Nothing in the data may change. Copy all of it exactly.

--- Material for this exercise Enclosed Below ---

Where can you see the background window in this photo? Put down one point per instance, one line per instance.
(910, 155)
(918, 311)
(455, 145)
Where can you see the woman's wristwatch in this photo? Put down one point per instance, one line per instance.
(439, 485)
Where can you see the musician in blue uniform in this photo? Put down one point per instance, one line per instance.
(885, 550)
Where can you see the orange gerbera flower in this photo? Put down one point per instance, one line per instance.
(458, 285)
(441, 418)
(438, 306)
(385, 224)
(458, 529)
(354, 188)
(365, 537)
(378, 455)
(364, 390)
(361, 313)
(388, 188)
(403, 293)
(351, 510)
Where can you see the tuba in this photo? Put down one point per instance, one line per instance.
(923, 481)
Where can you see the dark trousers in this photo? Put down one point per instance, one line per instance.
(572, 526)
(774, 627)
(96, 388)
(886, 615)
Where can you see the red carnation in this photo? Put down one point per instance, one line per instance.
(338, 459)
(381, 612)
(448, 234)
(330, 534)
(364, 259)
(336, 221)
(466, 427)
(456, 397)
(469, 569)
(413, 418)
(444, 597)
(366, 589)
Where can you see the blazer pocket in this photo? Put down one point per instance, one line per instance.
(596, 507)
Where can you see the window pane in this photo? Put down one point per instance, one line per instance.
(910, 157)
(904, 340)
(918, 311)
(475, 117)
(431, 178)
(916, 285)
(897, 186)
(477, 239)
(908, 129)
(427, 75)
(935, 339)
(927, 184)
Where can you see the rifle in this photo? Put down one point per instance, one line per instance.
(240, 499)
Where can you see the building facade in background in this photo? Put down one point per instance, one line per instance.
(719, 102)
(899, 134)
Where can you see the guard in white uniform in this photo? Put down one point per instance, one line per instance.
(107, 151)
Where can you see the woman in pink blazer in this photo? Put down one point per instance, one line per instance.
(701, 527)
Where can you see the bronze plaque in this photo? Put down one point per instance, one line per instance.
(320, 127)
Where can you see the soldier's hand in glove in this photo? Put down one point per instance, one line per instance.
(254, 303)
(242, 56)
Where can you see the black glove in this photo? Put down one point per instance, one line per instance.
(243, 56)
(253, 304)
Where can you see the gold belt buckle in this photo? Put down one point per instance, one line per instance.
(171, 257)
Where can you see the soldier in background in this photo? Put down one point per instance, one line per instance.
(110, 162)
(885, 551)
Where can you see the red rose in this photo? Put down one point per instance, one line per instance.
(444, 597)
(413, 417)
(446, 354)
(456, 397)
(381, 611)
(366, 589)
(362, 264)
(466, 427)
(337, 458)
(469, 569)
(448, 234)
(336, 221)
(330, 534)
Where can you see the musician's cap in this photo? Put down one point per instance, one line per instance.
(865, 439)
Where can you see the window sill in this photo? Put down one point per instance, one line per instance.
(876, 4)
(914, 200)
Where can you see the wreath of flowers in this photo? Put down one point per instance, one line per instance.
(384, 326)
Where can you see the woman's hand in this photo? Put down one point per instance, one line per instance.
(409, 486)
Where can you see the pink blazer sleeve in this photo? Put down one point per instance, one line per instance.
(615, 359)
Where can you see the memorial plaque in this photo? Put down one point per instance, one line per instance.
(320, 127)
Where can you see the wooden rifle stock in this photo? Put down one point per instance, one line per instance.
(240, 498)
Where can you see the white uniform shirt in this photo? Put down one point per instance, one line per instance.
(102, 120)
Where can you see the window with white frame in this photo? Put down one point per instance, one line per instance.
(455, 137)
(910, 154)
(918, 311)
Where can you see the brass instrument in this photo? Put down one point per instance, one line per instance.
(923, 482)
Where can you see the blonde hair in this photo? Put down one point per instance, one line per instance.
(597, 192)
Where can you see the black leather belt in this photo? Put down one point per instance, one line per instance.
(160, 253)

--- End of Enclosed Material for this exercise ---

▶ [Response area]
Where can you see the background window in this photo? Put down one point per instance, one line per instance.
(910, 155)
(918, 311)
(455, 145)
Where can you see the woman's wristwatch in this photo? Put down one point per instance, one line per instance.
(439, 485)
Where can you see the musician in blue uniform in this photo? Put down one point per instance, one line per instance.
(885, 550)
Where can you see the orange gerbera flower in this photo? Put down one point per instance, one line per instance.
(458, 285)
(441, 418)
(438, 306)
(385, 224)
(458, 529)
(354, 188)
(365, 537)
(378, 455)
(364, 390)
(361, 313)
(388, 188)
(403, 293)
(351, 510)
Where can you see the tuba in this photo? Put down one point per instance, one line per instance.
(923, 481)
Where can you see the dark trousers in this photo? Put down one point per instance, one line per instance.
(572, 526)
(774, 627)
(96, 388)
(886, 615)
Where can you see the red carnation in this photo? Put down one point per instance, one line per instance.
(338, 459)
(381, 612)
(448, 234)
(330, 534)
(364, 259)
(336, 221)
(466, 427)
(456, 397)
(469, 569)
(413, 418)
(444, 597)
(366, 589)
Where can you see the blazer pocket in this photo? Put down one point per instance, one line per instance.
(596, 507)
Where can you see the window pane in this photo? Put down one point per instance, one line per instance.
(910, 157)
(904, 340)
(918, 311)
(475, 117)
(431, 178)
(916, 285)
(897, 186)
(477, 239)
(908, 129)
(427, 75)
(935, 339)
(927, 184)
Where can you see the rifle in this photo? Put down one point per instance, one line per instance.
(240, 499)
Where can you see the building facade in background in this photo? Put down one point per instance, one line per instance.
(719, 102)
(899, 134)
Where can you see the guard in white uniform in this photo? Put down one point per instance, one line per instance.
(107, 151)
Where can you see the woman in pink blazer in this photo? Put down one point per instance, one line per instance.
(701, 527)
Where can you see the bronze plaque in this photo? Put down one point per instance, one line per instance.
(320, 127)
Where can you see the soldier's hand in glove in this photo? Put down one point per instance, one line per instance.
(254, 303)
(242, 56)
Where can you see the black glove in this photo? Put down one point per instance, one line per instance.
(243, 56)
(253, 304)
Where can you see the gold belt buckle in this photo? Put down one point per instance, one line per instance.
(171, 257)
Where can you see the soldier in background in this photo? Put down one point per instance, one line per instance.
(110, 162)
(885, 551)
Where can you see the red rose in this photo? Put down one point per instance, one line per instance.
(444, 597)
(413, 417)
(446, 354)
(456, 397)
(381, 611)
(366, 589)
(362, 264)
(466, 427)
(337, 458)
(469, 569)
(448, 234)
(336, 221)
(330, 534)
Where can you see the musician's cap in this photo? Put down one point per instance, one line per instance.
(865, 439)
Where can you see the window sill in this photo? Put down one point per instance, one line per instance.
(876, 4)
(914, 200)
Where can you see the wreath of flowers in this photo? Put down one point per instance, one line per instance.
(384, 326)
Where can you see the woman's hand in this photo? Put down one point per instance, one line per instance.
(409, 486)
Where can you see the pink blazer sleeve in this photo? Put down one point per instance, one line per instance.
(615, 359)
Where can you see the memorial plaque in this photo? Put down one point per instance, one line per instance.
(320, 127)
Where can you see the wooden rifle stock in this photo? Put down one point per instance, one line per instance.
(240, 498)
Where can you see the white uniform shirt in this photo? Put down one point per instance, one line per instance.
(102, 120)
Where can you see the window with white frame in this photo? Put down one point per instance, one line per instance.
(455, 137)
(910, 154)
(918, 311)
Where can you see the brass instrument in this photo? Put down one point per instance, one line per instance.
(923, 482)
Where can you see the blonde hair in this photo? Put down one point per instance, one line per instance.
(597, 192)
Where can you see the black leather belt in this photo? Put down one point per instance, one line per instance.
(160, 253)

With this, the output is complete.